___ Stored data ___
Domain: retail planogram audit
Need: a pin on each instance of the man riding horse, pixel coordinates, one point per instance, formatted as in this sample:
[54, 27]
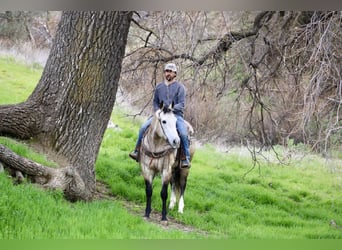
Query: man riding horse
[169, 91]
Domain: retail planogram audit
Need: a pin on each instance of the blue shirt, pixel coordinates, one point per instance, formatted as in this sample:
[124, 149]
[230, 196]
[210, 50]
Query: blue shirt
[174, 92]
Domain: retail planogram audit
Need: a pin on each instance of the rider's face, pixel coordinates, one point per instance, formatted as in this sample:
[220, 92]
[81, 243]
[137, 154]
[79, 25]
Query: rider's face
[169, 75]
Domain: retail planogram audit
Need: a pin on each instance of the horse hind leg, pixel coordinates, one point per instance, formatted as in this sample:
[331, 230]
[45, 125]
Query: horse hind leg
[163, 195]
[148, 190]
[173, 198]
[181, 196]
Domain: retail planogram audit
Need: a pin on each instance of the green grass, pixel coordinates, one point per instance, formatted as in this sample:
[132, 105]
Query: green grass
[295, 201]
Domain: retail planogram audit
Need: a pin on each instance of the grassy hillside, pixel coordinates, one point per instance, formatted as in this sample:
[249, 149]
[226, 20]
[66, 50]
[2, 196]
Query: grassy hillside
[226, 197]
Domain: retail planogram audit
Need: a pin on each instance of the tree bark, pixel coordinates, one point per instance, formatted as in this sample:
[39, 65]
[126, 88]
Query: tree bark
[69, 110]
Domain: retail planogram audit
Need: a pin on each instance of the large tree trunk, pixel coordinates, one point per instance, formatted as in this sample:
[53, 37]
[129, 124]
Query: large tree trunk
[70, 108]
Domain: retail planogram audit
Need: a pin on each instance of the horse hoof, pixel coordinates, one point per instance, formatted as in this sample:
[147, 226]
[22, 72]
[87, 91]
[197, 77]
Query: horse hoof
[164, 223]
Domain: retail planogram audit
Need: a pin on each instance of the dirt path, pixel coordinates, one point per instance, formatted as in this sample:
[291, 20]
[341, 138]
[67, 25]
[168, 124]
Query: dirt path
[103, 193]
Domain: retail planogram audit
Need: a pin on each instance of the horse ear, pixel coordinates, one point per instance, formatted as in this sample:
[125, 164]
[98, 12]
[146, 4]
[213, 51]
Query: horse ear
[171, 106]
[161, 105]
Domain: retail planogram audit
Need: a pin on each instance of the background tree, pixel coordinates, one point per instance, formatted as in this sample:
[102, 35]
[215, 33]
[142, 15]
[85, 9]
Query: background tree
[261, 78]
[69, 110]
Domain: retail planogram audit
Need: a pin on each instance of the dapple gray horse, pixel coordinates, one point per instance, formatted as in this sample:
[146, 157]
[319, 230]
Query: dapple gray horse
[158, 154]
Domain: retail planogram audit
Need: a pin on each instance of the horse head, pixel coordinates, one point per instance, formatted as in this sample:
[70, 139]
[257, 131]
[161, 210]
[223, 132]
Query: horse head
[167, 125]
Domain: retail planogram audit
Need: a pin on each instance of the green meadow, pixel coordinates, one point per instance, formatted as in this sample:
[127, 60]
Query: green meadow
[227, 196]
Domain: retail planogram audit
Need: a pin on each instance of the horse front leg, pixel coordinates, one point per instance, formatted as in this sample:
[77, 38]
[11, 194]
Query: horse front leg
[163, 195]
[148, 190]
[173, 197]
[181, 197]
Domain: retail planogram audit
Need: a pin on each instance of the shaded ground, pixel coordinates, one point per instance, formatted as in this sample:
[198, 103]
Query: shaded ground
[103, 192]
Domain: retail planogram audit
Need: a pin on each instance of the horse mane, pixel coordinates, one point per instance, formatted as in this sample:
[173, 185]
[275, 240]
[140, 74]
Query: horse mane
[166, 109]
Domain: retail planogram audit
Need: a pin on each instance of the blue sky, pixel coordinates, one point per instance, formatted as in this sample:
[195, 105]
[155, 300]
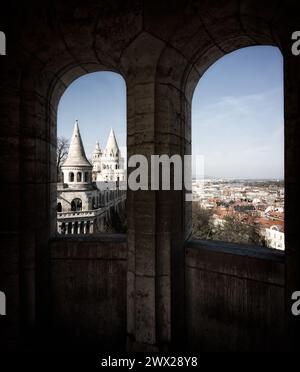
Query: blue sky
[237, 113]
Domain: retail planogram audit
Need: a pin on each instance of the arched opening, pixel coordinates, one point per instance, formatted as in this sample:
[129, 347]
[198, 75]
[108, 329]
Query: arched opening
___
● **Challenge**
Pull out each line above that contains the word "riding", and copy every such line in full.

● **The completed task**
Need: a pin on each instance of the man riding horse, pixel coordinates, one point per instance, formatted as in this sample:
Query: man riding horse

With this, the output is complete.